**Page extract:**
A Glance at Iraq’s Biodiversity and Endangered Species with Dr. Omar Al-Sheikhly

June 5, 2023


What is biological diversity?
Biological diversity, or biodiversity, refers to the multitude of life forms on Earth. It includes not only a wide range of organisms—from microorganisms like bacteria and viruses, to larger, more complex organisms such as the blue whale—but also the genetic diversity within and between these species. Furthermore, biodiversity also considers the variety of ecosystems these species inhabit. This diversity creates a complex, interconnected network of biological relationships, forming intricate and dynamic ecosystems within our environment.

Why is it important to preserve biodiversity?
Preserving biological diversity is essential because it contributes significantly to economic vitality and environmental resilience. The more diverse an ecosystem, the greater the potential for economic activities such as agriculture and biomass production. Therefore, a country or region can harness its biodiversity to strengthen its green economy. Thus, it becomes necessary to preserve biodiversity to maintain both economic and ecological stability within a given area or country.

What are the factors that affect biodiversity?
Biodiversity is influenced by a myriad of factors, both natural and anthropogenic. Natural phenomena like climate change, hurricanes, and volcanic eruptions significantly contribute to biodiversity loss, particularly in regions severely affected by these conditions. For example, extreme weather events and natural disasters such as the forest fires in Australia and the Amazon have had devastating impacts on local biodiversity.

On the other hand, human activities pose significant threats to biodiversity. The International Union for Conservation of Nature (IUCN) has identified various categories of threats, including habitat loss due to agriculture and urbanization, overexploitation through activities like hunting and fishing, pollution, invasive alien species, and climate change resulting from human actions such as the burning of fossil fuels and deforestation. Infrastructure development, including the construction of dams and power stations, can also have significant impacts on biodiversity by altering habitats and disrupting ecosystems. Therefore, preserving biodiversity requires addressing both natural and human-induced factors that threaten its existence.


Are there endangered species in Iraq?

Iraq boasts a unique biodiversity, particularly in its southern region, it is home to nine of the most important ecological ecoregions in the Middle East. Out of these nine, two are facing the threat of extinction.

The country is home to a variety of endangered species of flora and fauna, some of which are unique to Iraq. These include the endemic Iraq’s Smooth-coated Otter Lutrogale perspicillata maxwelli and the Long-tailed Nesokia Nesokia bunnii, both listed on the IUCN Red List of Threatened Species, as well as the Euphrates Softshell Turtle Rafetus Euphraticus and the Basra Reed Warbler Acrocephalus griseldis. These species predominantly inhabit the upper and sometimes lower basins of the Euphrates and Tigris rivers. Their high biological value contributes to the recognition of many regions in southern Iraq as international conservation areas, under the Ramsar Convention.

**Extracted information:**
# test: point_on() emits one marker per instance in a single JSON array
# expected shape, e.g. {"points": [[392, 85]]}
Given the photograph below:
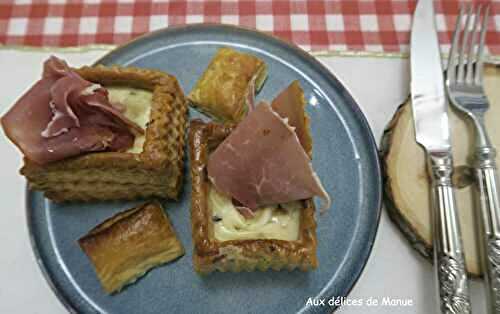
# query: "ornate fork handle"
{"points": [[490, 222], [448, 252]]}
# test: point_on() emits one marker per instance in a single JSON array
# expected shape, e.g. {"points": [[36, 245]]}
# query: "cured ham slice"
{"points": [[63, 115], [290, 104], [262, 162]]}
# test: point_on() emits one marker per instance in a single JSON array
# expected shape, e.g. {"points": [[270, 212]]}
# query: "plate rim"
{"points": [[372, 150]]}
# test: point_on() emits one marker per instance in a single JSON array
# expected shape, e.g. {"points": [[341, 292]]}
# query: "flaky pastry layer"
{"points": [[239, 255], [156, 171], [127, 245]]}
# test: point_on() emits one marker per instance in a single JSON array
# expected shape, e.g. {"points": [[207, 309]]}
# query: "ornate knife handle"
{"points": [[487, 180], [448, 253]]}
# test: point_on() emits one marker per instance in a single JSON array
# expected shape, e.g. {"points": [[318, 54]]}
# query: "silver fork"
{"points": [[464, 83]]}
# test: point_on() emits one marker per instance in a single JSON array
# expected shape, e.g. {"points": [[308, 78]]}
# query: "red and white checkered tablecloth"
{"points": [[317, 25]]}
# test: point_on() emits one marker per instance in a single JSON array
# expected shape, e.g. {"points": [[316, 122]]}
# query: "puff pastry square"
{"points": [[239, 255], [155, 170], [227, 85], [127, 245]]}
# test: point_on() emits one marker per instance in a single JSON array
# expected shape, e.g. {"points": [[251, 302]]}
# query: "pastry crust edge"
{"points": [[159, 153], [100, 232], [239, 255]]}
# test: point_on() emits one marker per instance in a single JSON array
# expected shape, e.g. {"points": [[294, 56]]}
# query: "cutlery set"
{"points": [[430, 94]]}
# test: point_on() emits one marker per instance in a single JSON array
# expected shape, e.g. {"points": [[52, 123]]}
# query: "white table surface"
{"points": [[394, 269]]}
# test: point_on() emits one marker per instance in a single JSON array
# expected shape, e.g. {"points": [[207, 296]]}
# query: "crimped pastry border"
{"points": [[163, 148], [239, 255]]}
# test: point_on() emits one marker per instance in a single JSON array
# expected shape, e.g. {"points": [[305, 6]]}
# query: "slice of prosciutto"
{"points": [[62, 115], [290, 104], [262, 162]]}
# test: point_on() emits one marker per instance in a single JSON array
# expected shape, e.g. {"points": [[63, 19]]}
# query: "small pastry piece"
{"points": [[151, 166], [227, 87], [224, 240], [127, 245]]}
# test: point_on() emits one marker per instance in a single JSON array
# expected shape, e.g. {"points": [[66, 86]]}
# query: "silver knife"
{"points": [[429, 104]]}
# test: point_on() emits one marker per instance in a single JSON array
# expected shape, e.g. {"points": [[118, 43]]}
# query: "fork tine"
{"points": [[470, 68], [452, 58], [461, 55], [480, 51]]}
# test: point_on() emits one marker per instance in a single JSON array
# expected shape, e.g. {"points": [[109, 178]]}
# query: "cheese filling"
{"points": [[268, 223], [137, 103]]}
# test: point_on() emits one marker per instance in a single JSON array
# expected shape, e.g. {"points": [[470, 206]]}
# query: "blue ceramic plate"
{"points": [[345, 158]]}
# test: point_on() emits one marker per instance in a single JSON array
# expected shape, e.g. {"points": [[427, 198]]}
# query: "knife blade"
{"points": [[427, 83], [432, 131]]}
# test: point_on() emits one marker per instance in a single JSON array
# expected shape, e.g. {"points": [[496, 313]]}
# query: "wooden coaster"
{"points": [[407, 188]]}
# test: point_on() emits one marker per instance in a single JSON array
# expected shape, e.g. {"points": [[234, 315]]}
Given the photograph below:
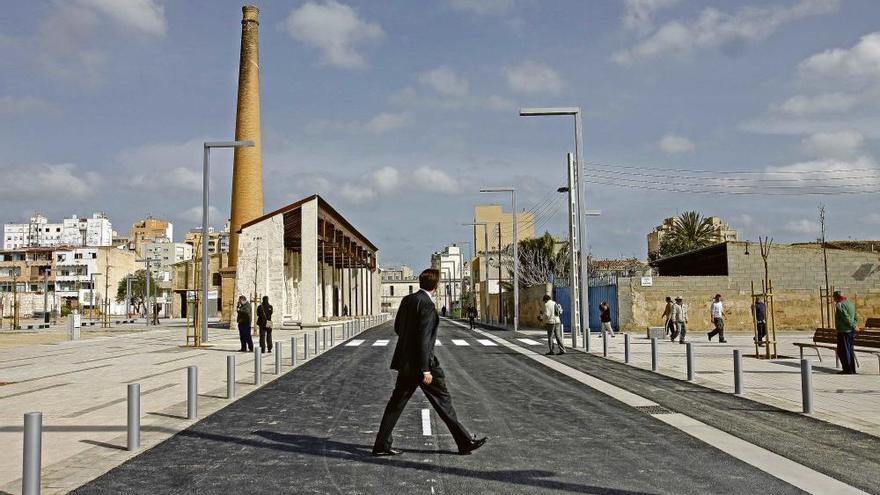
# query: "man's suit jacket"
{"points": [[416, 328]]}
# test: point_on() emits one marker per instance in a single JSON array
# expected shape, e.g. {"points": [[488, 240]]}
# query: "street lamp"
{"points": [[92, 295], [579, 166], [205, 187], [512, 192], [486, 256]]}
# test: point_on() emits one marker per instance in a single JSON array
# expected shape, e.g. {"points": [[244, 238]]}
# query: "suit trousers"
{"points": [[438, 396], [265, 338], [845, 352]]}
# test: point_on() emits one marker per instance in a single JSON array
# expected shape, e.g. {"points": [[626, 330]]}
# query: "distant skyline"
{"points": [[397, 112]]}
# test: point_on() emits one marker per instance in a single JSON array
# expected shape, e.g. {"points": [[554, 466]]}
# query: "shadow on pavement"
{"points": [[324, 448]]}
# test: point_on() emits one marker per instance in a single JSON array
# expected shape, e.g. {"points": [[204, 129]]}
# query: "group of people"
{"points": [[244, 316], [675, 316]]}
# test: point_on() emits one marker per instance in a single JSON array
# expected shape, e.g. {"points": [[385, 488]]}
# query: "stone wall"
{"points": [[795, 308]]}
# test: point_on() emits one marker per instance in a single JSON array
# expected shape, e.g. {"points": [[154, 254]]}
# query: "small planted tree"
{"points": [[138, 290]]}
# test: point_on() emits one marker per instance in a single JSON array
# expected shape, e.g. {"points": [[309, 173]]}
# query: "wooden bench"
{"points": [[866, 341]]}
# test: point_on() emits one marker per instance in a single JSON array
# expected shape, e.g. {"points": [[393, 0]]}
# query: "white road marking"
{"points": [[426, 422], [787, 470]]}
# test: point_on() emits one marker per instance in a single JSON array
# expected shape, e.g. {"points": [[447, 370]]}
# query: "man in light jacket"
{"points": [[550, 316]]}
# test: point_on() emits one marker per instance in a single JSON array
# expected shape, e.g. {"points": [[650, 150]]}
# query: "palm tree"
{"points": [[689, 231]]}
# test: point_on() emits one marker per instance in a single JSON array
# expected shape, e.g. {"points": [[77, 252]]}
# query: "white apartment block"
{"points": [[74, 231]]}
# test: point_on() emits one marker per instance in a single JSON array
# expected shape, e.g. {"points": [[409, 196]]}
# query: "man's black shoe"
{"points": [[386, 453], [474, 445]]}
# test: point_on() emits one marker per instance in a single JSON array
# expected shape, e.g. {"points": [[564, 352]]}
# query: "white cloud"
{"points": [[482, 7], [800, 105], [533, 77], [435, 180], [871, 219], [445, 81], [673, 144], [14, 106], [35, 184], [839, 144], [638, 15], [145, 16], [714, 28], [379, 124], [858, 64], [335, 29], [802, 227]]}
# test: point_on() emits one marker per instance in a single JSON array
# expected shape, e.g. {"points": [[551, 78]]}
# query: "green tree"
{"points": [[138, 289], [689, 231]]}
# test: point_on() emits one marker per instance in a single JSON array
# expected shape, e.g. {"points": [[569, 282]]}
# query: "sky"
{"points": [[398, 112]]}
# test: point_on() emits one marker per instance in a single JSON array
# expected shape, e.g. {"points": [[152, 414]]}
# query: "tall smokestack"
{"points": [[247, 167]]}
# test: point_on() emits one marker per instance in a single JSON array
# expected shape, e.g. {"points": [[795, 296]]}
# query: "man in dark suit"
{"points": [[416, 329]]}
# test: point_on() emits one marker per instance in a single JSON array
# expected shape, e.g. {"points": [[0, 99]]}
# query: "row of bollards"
{"points": [[33, 421], [738, 382]]}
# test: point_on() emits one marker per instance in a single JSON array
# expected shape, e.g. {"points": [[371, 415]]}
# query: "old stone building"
{"points": [[311, 262]]}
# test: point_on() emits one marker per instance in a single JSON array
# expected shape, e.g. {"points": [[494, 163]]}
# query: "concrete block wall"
{"points": [[795, 308]]}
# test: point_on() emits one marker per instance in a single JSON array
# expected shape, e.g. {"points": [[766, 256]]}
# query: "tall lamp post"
{"points": [[512, 192], [485, 300], [581, 201], [205, 190]]}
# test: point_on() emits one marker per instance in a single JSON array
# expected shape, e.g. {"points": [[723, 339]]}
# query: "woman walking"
{"points": [[264, 322]]}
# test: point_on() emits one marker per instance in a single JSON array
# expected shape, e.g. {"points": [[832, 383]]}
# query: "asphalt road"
{"points": [[312, 430]]}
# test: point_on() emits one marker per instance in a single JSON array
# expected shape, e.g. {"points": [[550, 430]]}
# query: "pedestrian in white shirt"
{"points": [[716, 311], [550, 314], [679, 320]]}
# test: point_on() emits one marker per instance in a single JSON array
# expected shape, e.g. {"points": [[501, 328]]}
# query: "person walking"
{"points": [[679, 319], [845, 320], [605, 317], [667, 316], [243, 317], [716, 313], [264, 322], [417, 367], [472, 314], [550, 314], [760, 319]]}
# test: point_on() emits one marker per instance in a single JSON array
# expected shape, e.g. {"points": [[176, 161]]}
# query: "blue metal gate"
{"points": [[598, 294]]}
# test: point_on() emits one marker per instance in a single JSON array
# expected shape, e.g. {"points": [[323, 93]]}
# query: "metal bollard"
{"points": [[807, 385], [230, 377], [192, 391], [258, 367], [134, 416], [653, 353], [737, 372], [689, 348], [33, 450]]}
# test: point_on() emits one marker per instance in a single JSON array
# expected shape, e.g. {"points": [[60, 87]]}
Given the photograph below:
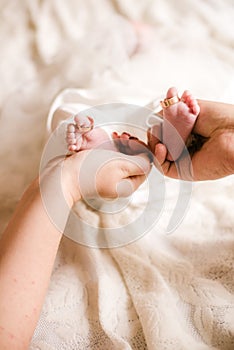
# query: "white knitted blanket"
{"points": [[163, 291]]}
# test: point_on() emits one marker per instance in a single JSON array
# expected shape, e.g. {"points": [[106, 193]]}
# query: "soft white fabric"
{"points": [[162, 292]]}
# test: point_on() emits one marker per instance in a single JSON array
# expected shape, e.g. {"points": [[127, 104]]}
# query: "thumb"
{"points": [[135, 165]]}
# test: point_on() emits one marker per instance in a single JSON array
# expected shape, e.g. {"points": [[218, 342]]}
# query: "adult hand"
{"points": [[215, 158], [104, 173]]}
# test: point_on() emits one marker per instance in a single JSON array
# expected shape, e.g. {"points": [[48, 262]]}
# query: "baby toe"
{"points": [[171, 92], [185, 96], [71, 128]]}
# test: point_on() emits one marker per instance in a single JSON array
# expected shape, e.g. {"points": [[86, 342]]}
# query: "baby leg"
{"points": [[179, 119]]}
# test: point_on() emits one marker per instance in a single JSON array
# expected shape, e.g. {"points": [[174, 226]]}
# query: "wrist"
{"points": [[69, 183]]}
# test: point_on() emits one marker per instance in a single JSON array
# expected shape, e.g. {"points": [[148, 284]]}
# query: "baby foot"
{"points": [[179, 119], [82, 135]]}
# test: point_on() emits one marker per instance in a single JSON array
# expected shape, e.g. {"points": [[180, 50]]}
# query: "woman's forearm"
{"points": [[27, 252]]}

**Problem:** Reproduce everything in the Iraq biodiversity interview from "June 5, 2023" down to "to preserve biodiversity?", word for word. Nothing in the listing is needed here.

**Answer below:**
June 5, 2023


What is biological diversity?
Biological diversity, or biodiversity, refers to the multitude of life forms on Earth. It includes not only a wide range of organisms—from microorganisms like bacteria and viruses, to larger, more complex organisms such as the blue whale—but also the genetic diversity within and between these species. Furthermore, biodiversity also considers the variety of ecosystems these species inhabit. This diversity creates a complex, interconnected network of biological relationships, forming intricate and dynamic ecosystems within our environment.

Why is it important to preserve biodiversity?